Records -
* * * * * * * * *

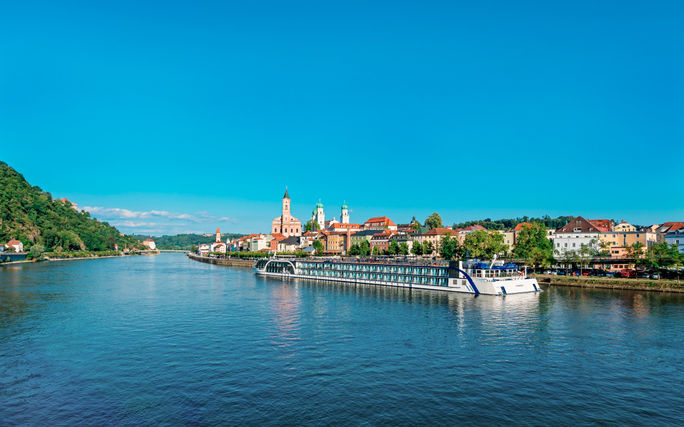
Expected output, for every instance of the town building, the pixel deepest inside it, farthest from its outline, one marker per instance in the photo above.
(344, 213)
(342, 226)
(218, 245)
(290, 244)
(362, 235)
(618, 242)
(576, 234)
(624, 226)
(463, 232)
(335, 242)
(318, 215)
(276, 238)
(676, 237)
(380, 241)
(260, 242)
(149, 244)
(602, 224)
(286, 224)
(510, 237)
(668, 227)
(402, 237)
(379, 223)
(14, 245)
(434, 236)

* * * * * * * * *

About this task -
All the material above must be copied exactly, and no picture belongs in the copy.

Solved exercise -
Expected output, for every instance of the town building, the pixel deepest inside it, farthest from its outline, one marker per instance in the photo above.
(344, 213)
(342, 226)
(218, 245)
(290, 244)
(362, 235)
(618, 242)
(576, 234)
(624, 226)
(463, 232)
(335, 242)
(318, 215)
(276, 238)
(676, 237)
(380, 241)
(260, 242)
(149, 244)
(602, 224)
(286, 224)
(510, 237)
(668, 227)
(402, 237)
(379, 223)
(14, 245)
(434, 236)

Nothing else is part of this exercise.